* start Stored rows *

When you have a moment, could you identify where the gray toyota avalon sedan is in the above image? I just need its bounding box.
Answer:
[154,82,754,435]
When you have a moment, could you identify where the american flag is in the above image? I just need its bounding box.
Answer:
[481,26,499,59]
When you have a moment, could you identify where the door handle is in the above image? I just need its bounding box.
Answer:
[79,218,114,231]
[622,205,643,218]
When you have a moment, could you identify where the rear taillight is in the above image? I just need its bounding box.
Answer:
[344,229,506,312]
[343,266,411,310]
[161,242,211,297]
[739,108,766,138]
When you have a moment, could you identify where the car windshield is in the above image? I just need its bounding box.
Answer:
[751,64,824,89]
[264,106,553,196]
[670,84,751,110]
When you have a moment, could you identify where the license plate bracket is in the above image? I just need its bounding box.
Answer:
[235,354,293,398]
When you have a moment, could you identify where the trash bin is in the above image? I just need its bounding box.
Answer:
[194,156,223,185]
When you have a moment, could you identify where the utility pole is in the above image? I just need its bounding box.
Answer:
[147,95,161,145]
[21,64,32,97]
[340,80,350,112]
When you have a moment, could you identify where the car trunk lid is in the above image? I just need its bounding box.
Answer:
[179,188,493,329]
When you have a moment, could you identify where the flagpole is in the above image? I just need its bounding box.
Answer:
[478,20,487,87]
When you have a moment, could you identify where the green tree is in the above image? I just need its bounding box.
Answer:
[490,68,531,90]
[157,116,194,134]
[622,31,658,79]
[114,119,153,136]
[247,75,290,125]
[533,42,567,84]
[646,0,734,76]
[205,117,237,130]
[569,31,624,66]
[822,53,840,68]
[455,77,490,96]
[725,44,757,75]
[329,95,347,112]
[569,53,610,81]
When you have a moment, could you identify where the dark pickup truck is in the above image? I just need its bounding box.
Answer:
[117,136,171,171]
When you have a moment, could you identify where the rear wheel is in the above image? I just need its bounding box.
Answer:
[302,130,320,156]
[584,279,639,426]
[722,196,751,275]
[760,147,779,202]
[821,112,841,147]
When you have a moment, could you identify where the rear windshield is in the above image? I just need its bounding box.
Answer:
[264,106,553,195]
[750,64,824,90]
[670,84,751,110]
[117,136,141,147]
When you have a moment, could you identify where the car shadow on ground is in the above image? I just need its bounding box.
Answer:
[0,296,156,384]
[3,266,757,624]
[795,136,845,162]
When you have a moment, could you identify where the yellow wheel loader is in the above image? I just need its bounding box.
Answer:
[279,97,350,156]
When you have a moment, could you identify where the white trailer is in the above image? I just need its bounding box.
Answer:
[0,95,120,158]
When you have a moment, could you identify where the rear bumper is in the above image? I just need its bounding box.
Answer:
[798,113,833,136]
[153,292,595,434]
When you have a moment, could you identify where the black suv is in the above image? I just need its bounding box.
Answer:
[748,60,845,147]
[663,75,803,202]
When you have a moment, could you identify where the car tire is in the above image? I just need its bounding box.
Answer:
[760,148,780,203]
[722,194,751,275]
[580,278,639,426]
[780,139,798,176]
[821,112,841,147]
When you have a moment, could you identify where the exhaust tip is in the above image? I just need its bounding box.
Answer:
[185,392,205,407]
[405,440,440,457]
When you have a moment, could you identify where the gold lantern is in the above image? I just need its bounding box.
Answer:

* end Stored rows *

§ Goal
Format all the lines of these records as a numbered list, leaving out any blank lines.

§ The output
1. When you have a moment, could you identify where the gray toyota avalon sedan is in the above image? I just need its bounding box.
2. Answer:
3. [154,82,754,435]
4. When you have a moment, could you identify where the american flag is in the above image? I just need its bounding box.
5. Answer:
6. [481,26,499,59]
7. When you have a moment, could you identify where the door handle is in the above image? I just need its bounding box.
8. Answer:
9. [79,218,114,231]
10. [622,205,643,218]
11. When you have a moment, could you identify where the rear taillight is in the above image? I just need its bounding box.
12. Answer:
13. [344,229,506,312]
14. [343,266,411,310]
15. [161,242,211,297]
16. [739,108,766,138]
17. When you have a moment, could you identify where the car windshield is in the above image? I just need its bounding box.
18. Answer:
19. [751,64,824,89]
20. [264,106,553,196]
21. [670,84,751,110]
22. When you have a moment, could you identify where the license plate bracket is in the above image? I just need its bounding box.
23. Answer:
24. [235,354,293,398]
25. When you have a moment, could you identify where the trash bin is in the above image? I just need its bounding box.
26. Answer:
27. [194,156,223,185]
28. When you have a moment, could you identify where the utility pole is in the above image? I just need its bounding box.
29. Answer:
30. [147,95,161,145]
31. [21,64,32,97]
32. [340,80,350,112]
33. When you have a moment, could you identify where the car trunk lid is in the above image? I just need its bounding box.
34. Answer:
35. [179,188,493,329]
36. When you have a moment, could you identify where the flagpole is in the above image? I just need its bounding box.
37. Answer:
38. [478,20,487,87]
39. When you have a moment, could you identify where the green tree is in the above image? I just need its bounding box.
40. Answer:
41. [490,68,531,90]
42. [157,116,194,134]
43. [622,31,658,79]
44. [114,119,153,136]
45. [247,75,290,125]
46. [533,42,567,84]
47. [646,0,734,76]
48. [205,117,237,130]
49. [569,31,624,66]
50. [822,53,840,68]
51. [455,77,490,96]
52. [725,44,757,75]
53. [329,95,347,112]
54. [569,53,610,81]
55. When you have a moment, could you identify where the dark pickup truck is in the above image? I just need its bounding box.
56. Answer:
57. [117,136,171,171]
58. When you have a moment, could you identify where the rear wheel is in the above image? I just need its bounding box.
59. Answer:
60. [302,130,320,156]
61. [584,279,639,426]
62. [722,196,751,275]
63. [760,147,779,202]
64. [821,112,841,147]
65. When you have a moment, could you identify where the rear windshield is in the above image? I just need its bounding box.
66. Answer:
67. [264,106,553,195]
68. [750,64,824,90]
69. [670,84,751,110]
70. [117,136,141,147]
71. When you have a moment, could you identify where the car shadow on ground is in the above image? I just need its bounding box.
72. Answer:
73. [0,296,156,384]
74. [3,266,757,624]
75. [795,136,845,162]
76. When you have a moment, could you identify where the yellow wheel loader is in the above image? I just need its bounding box.
77. Answer:
78. [279,97,350,156]
79. When you have a moment, could you identify where the white trailer is in the above image? I just need its bounding box.
80. Answer:
81. [0,95,120,158]
82. When you have a moment, could you identify where the rear bumper is in the above image? I just need its bounding box.
83. Answer:
84. [798,113,833,136]
85. [153,292,595,434]
86. When you have a moment, could you identify where the black suv is in the above image? I just need its bounding box.
87. Answer:
88. [748,60,845,147]
89. [663,75,803,202]
90. When you have a moment, could you identify where the car tire is in the above image? I just need its bounding box.
91. Answer:
92. [760,148,780,203]
93. [722,194,751,275]
94. [580,278,639,426]
95. [780,139,798,176]
96. [821,112,841,147]
97. When you have a moment, could you identify where the exhaust tip is in the above image? I just need its bounding box.
98. Answer:
99. [185,392,205,407]
100. [405,440,440,457]
101. When you have a moment, could you identify where the gold lantern is in the above image? I just need its bounding box.
102. Answer:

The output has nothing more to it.